● **EXTRACTED ENTRIES**
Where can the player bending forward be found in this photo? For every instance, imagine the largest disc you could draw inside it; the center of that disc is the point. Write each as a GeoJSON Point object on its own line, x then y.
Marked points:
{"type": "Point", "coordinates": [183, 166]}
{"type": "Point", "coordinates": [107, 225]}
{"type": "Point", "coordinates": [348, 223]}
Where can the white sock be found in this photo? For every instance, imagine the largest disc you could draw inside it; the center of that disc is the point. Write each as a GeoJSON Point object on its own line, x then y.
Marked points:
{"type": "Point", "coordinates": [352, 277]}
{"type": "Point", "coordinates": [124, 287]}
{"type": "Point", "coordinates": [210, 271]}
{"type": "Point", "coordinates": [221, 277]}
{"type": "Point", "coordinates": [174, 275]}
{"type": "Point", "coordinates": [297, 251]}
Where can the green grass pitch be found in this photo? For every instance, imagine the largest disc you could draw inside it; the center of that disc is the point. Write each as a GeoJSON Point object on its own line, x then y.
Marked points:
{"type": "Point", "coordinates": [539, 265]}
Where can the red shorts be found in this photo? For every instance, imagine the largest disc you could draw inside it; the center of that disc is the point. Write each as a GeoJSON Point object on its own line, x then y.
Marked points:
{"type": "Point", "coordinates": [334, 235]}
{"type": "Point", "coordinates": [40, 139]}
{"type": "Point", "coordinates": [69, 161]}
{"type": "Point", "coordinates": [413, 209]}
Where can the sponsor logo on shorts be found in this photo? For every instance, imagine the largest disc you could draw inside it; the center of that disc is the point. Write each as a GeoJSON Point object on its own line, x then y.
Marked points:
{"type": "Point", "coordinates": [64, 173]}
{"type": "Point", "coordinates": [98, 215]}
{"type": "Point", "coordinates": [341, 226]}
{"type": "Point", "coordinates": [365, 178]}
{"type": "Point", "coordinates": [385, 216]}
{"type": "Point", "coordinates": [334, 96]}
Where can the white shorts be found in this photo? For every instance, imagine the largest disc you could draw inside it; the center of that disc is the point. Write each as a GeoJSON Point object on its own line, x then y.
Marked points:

● **EXERCISE REQUIREMENTS**
Your task is to find each line in the entries that contains the string "every" and copy it.

● **FINISHED TASK**
Where can the player bending forward be found in this photo? For every instance, imagine the largest disc you could draw inside it; the center of that disc is the point. Write each as a GeoJSON Point object on its own line, x then y.
Where can the white sock be found in this photo? For every instance, imagine the largest disc you could draw inside it; the center of that disc is the point. Write each as a GeoJSON Point object on its own line, x then y.
Where can the green grass pitch be found in this photo? For every instance, imagine the largest disc you could draw inside it; the center of that disc is the point. Write each as a GeoJSON Point object on its own line, x then y.
Where can the red shorts be found in this photo? For every instance, imagine the largest disc you could draw inside it; the center of that disc is the point. Write each as a GeoJSON Point object on its own line, x then y.
Where can the sponsor logo on shorts be found in this photo? For every instance, imagine the largest disc you could draw inside it; the center of that disc is the point. Write each as a GeoJSON Point object on its own line, x then y.
Where can the white shorts be found in this photo? For every instance, imagine the largest disc you could draw inside it; the center of that disc is the point. Write each as a GeoJSON Point object on its own line, x then y.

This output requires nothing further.